Given task
Count the lines in the records below that contain the string "tree" and reply with only that number.

Given data
--------

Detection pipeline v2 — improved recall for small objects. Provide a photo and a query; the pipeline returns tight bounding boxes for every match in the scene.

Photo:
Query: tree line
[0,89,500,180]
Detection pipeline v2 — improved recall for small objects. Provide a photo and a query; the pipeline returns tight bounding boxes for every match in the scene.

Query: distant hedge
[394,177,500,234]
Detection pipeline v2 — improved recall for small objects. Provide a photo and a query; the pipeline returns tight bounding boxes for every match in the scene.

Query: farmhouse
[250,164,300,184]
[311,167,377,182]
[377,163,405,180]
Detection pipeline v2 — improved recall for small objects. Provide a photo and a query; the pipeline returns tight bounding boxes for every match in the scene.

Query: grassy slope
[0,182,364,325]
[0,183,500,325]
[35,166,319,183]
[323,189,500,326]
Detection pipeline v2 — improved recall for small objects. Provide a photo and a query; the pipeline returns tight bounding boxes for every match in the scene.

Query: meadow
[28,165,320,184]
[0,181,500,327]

--------

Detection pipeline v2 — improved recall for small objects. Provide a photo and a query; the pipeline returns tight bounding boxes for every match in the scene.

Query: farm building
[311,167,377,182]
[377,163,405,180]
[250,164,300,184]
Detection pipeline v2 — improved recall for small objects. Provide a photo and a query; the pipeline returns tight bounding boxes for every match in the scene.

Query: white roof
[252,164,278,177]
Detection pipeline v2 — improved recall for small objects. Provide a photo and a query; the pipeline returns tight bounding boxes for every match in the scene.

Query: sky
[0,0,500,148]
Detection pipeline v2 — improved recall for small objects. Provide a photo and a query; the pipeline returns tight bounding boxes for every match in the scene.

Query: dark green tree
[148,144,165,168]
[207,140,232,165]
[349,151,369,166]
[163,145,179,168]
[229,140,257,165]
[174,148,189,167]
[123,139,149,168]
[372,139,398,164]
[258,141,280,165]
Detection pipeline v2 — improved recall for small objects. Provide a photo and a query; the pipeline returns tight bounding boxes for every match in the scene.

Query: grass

--------

Result of this task
2